# What the task asks:
Continue the interview below with Lucas about his novel Where We Go From Here, picking up after its final paragraph.

Hi Lucas! Thanks for being a part of LGBTQMonth! I want to first ask – where did you first get the idea for Where We Go From Here?

Thank you so much for having me! It’s an honor and I’m really excited about the book reaching the UK readers! I started to think about this story when I was working at the Brazilian Center of Health Studies, a non-profit organization that publishes a magazine for the diffusion of Health Studies. I worked there copyediting articles, and once in a while a theme caught my attention. One day I stumbled upon an article about how Brazilian people perceive HIV and HIV-positive people in the 21st century, and I saw a lot of misconceptions and prejudices in these interviews. So, thinking of ways to change that, I started to develop these three characters that guide the novel, showing the ways in which they deal with HIV from different perspectives: a character that’s been recently diagnosed with HIV, a HIV-positive character that has been living with his diagnosis for three years, and a HIV-negative character who develops a romantic relationship with one of the others. What I intended was to show that the stories of HIV and HIV-positive people don’t have to be The Sad Story anymore; that they can thrive and, more than surviving, that they can be able to live full, happy and messy lives.

What was it like working with a translator to translate it into English? Were there any difficulties or was it easy?

Working with Larissa Helena, the translator of the book, was nothing but a dream! She’s also Brazilian, so she understands a lot of the humour and was able to translate it perfectly. Overall, we had to make small changes in some of the references in the book for the English readers but, other than that, it was an incredibly positive experience, because the essence of the book is still there. Working with Orlando, my editor – who also has a Brazilian family background – was amazing, because he is such a great editor and all of his suggestions were so on point that he made the story even better.

That’s so great! Did you feel having HIV positive characters was an important decision for you?

Yes, it was. I think that, when it comes to HIV narratives, there’s a lot of books and movies about the Aids crisis and about the inevitability of death or a life soaked in sadness for the HIV+ character. And I know that these histories are important too – I have a lot of them as my favorites – but I didn’t want to talk a story about people dying from HIV; I wanted to tell a story about people living despite the virus, because I think that this should be the focus of the narratives, if we are talking about contemporaries that reflect the reality: HIV does not equal death anymore.

But, even with all the information, there’s still prejudice for HIV+ people, so I hope this book can shed a little light about all the wrong things that we, as a society, presume about being a HIV+ person or having a sexual relationship with a person who has the virus.

I agree so much, balance between the two is so important. In the spirit of LGBTQMonth, what are some of your favourite LGBTQ+ books or TV/films?

HERE THE WHOLE TIME, by Vitor Martins: a sweet queer novel about a fat boy who must share his bedroom with his life-long crush for fifteen days. It is also a Brazilian novel, and one of my favourites because it tackles themes like fatphobia, body image and overall insecurities of growing up being fat and gay, all with a lot of humour and heart-warming moments.

LIKE A LOVE STORY, by Abdi Nazemian: this is one of the most beautiful novels I read in my life. It talks about the power of community for queer people, wonderfully portraits the mess that is being afraid of coming out, and it’s also a tribute to Madonna, to pop music in general and, specially, to love. And, the most important part, it’s set in New York during the Aids crisis and it shows us how young queer people dealt with this new and unknown world. It is just an incredible book.

# Provided records:
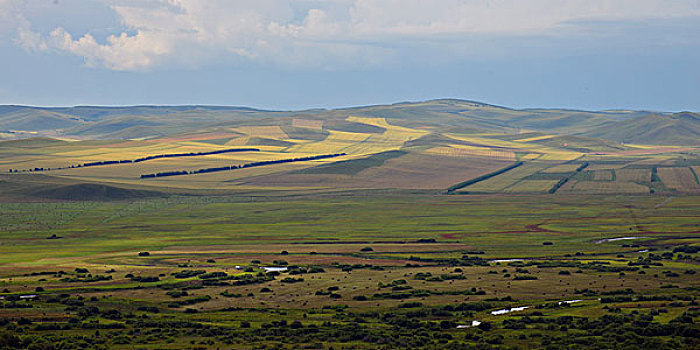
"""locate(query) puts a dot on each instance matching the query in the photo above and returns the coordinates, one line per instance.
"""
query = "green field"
(427, 222)
(398, 265)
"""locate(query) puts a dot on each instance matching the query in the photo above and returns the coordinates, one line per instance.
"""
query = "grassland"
(439, 215)
(430, 261)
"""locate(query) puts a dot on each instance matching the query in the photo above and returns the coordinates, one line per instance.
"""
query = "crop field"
(507, 179)
(603, 175)
(418, 232)
(633, 175)
(608, 187)
(320, 271)
(683, 179)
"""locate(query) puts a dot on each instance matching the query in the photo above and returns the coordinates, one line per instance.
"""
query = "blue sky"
(592, 54)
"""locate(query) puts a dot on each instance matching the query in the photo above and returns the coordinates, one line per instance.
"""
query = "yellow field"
(633, 175)
(461, 150)
(536, 138)
(307, 123)
(531, 186)
(562, 168)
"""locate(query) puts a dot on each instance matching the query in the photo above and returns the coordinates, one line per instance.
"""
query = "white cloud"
(326, 34)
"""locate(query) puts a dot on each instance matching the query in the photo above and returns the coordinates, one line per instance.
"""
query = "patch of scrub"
(615, 239)
(506, 260)
(506, 311)
(474, 324)
(274, 269)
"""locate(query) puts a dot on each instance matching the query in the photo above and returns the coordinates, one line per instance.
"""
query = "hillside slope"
(656, 129)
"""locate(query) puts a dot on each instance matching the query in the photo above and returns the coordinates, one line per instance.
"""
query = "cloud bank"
(337, 34)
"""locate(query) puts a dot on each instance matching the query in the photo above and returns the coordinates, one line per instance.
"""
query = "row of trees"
(243, 166)
(143, 159)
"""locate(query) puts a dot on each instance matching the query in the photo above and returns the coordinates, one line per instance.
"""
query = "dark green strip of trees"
(246, 165)
(482, 177)
(138, 160)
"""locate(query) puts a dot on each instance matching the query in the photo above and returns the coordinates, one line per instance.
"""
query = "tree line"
(143, 159)
(243, 166)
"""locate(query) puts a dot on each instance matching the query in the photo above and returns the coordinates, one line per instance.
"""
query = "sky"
(284, 54)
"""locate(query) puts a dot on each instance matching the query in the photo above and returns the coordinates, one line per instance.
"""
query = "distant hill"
(661, 129)
(441, 116)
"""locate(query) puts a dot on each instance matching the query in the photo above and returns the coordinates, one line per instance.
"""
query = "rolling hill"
(660, 129)
(443, 115)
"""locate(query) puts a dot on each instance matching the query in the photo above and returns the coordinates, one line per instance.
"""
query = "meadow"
(359, 270)
(444, 224)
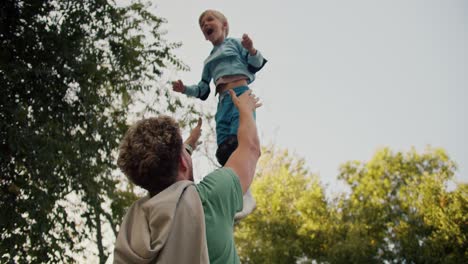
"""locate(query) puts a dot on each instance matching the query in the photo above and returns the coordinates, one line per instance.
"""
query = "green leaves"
(398, 210)
(69, 72)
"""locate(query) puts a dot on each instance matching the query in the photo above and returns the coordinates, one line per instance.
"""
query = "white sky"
(345, 78)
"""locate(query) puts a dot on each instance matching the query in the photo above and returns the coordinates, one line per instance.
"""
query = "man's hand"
(194, 136)
(178, 86)
(246, 102)
(243, 160)
(248, 44)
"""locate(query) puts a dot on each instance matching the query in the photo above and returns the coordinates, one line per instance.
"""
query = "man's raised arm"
(243, 160)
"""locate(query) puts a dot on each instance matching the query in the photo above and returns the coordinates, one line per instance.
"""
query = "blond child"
(232, 64)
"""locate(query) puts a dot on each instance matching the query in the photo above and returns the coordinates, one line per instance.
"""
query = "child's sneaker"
(249, 207)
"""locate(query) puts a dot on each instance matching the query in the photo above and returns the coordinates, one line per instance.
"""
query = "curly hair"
(149, 153)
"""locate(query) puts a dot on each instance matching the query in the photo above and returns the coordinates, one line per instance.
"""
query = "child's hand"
(248, 44)
(178, 86)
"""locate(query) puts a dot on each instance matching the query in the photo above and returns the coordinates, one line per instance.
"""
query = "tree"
(69, 71)
(399, 210)
(291, 215)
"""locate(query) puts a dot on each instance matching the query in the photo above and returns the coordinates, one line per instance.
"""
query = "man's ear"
(182, 162)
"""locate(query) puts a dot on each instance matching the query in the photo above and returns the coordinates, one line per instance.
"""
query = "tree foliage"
(398, 210)
(69, 71)
(291, 207)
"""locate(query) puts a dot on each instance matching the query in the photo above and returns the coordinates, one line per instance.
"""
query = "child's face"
(213, 29)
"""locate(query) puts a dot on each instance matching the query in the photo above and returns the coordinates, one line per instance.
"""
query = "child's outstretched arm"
(255, 60)
(200, 90)
(178, 86)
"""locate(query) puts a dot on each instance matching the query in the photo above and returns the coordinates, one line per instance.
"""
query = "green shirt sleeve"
(221, 192)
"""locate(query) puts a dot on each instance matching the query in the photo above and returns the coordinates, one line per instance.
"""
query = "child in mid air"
(232, 64)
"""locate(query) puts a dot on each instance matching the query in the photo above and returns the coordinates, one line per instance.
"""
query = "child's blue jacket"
(228, 58)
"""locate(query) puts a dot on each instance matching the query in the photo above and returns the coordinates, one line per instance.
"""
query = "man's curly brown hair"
(149, 153)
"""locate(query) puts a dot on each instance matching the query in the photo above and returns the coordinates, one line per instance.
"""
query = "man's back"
(221, 196)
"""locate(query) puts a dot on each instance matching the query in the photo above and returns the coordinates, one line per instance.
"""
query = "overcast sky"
(345, 78)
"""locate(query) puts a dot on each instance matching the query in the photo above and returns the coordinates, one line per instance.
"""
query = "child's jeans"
(227, 115)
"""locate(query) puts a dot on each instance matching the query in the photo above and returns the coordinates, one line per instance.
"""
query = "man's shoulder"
(219, 181)
(221, 174)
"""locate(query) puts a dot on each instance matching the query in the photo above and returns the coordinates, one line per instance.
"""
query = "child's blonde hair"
(216, 14)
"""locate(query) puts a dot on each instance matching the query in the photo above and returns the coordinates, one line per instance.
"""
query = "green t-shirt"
(221, 197)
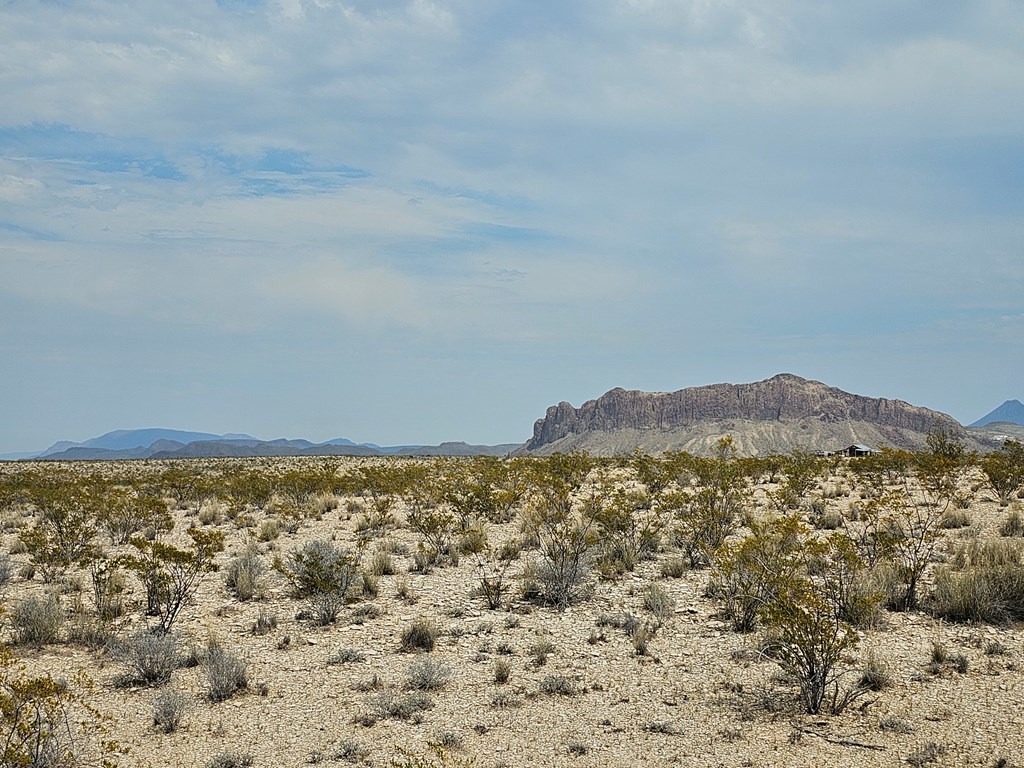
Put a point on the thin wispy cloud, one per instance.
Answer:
(468, 209)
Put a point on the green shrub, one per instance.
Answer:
(322, 573)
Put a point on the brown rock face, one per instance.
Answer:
(815, 411)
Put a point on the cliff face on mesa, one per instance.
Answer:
(773, 416)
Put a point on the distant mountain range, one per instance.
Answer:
(778, 415)
(775, 416)
(1011, 412)
(174, 443)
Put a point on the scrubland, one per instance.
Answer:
(664, 610)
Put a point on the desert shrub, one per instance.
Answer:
(108, 588)
(930, 753)
(350, 752)
(954, 518)
(168, 709)
(993, 594)
(1013, 525)
(244, 573)
(630, 525)
(558, 685)
(346, 655)
(674, 567)
(503, 670)
(43, 724)
(751, 573)
(37, 621)
(322, 573)
(391, 705)
(1005, 470)
(540, 651)
(641, 639)
(264, 624)
(382, 563)
(225, 673)
(427, 674)
(172, 574)
(150, 657)
(709, 510)
(658, 602)
(84, 629)
(6, 569)
(876, 674)
(420, 635)
(231, 760)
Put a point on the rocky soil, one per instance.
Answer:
(700, 696)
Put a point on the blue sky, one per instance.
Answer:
(421, 220)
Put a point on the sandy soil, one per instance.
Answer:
(700, 697)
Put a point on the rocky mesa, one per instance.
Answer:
(778, 415)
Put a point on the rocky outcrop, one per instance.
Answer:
(776, 415)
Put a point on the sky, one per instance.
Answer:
(408, 221)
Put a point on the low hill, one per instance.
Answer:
(1011, 412)
(777, 415)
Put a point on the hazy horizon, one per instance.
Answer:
(425, 220)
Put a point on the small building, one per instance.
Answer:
(856, 451)
(852, 452)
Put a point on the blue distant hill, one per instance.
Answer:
(1011, 411)
(125, 439)
(176, 443)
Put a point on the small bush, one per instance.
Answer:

# Answer below:
I loved Here The Whole Time and wow, Like a Love Song sounds amazing! What is the best piece of advice you could give to aspiring authors/artists?

This may sound cheesy, but I guess the ultimate advice is: believe in yourself and what you want to give to the world. There’ll be a lot of people (and, sometimes, your own mind) telling you that there’s better writers/artists in the world, and maybe this is true, but you can only find out if you are one great artist if you put your work on the paper.

Other more practical advices are: finish what you’ve started and don’t delete a project in the middle ground, because you’ll probably come to a point where you will find everything garbage (that’s normal); write first, edit later; and, of course, have fun writing!

Great advice! Did you have a favourite character to write from Where We Go From Here? If so, who is it?

I shouldn’t be the type of writer who picks their favourites, but I cannot stop thinking about how much I love my side characters. I had so much fun writing Eric and all his drag queen friends. I think that they spark a lot of fun scenes along the book. I’m also very happy with Gabriel, Ian’s best friend, just because he is the kind of person who is willing to hop into his old car and drive 100 miles just to make sure his best friend is really okay. I have a lot of people like Gabriel in my life, so he reminds me of my own friends, and that’s a wonderful feeling.

That’s so sweet! Tell me, what does an ideal day of writing look like for you?

Without noises or with a planned playlist, alone, probably in the morning with a giant cup of black and sugarless coffee and nothing else to do besides writing. I really adore to write first thing in the morning, the sunlight still a bit cold on my skin and the thought the I have a lot of time to figure out where I want my characters to be in the next scenes.

And finally, can you tell us a bit about what to expect next?

I wish I could know! Hahaha! I’m trying to use this social distancing time to write as much as my mental and physical health allows, but there’s nothing much that I can say about those stories, only that they definitely are set in my beautiful country Brazil. And I really hope that people can continue to read my books and continue to discover other voices inside and outside the English language, because there’s incredible stories being told all around the world!

Thank you Lucas and thank you again for joining LGBTQMonth in an interview! I’ve loved having you! Where We Go From Here is out now in the UK from David Fickling Books!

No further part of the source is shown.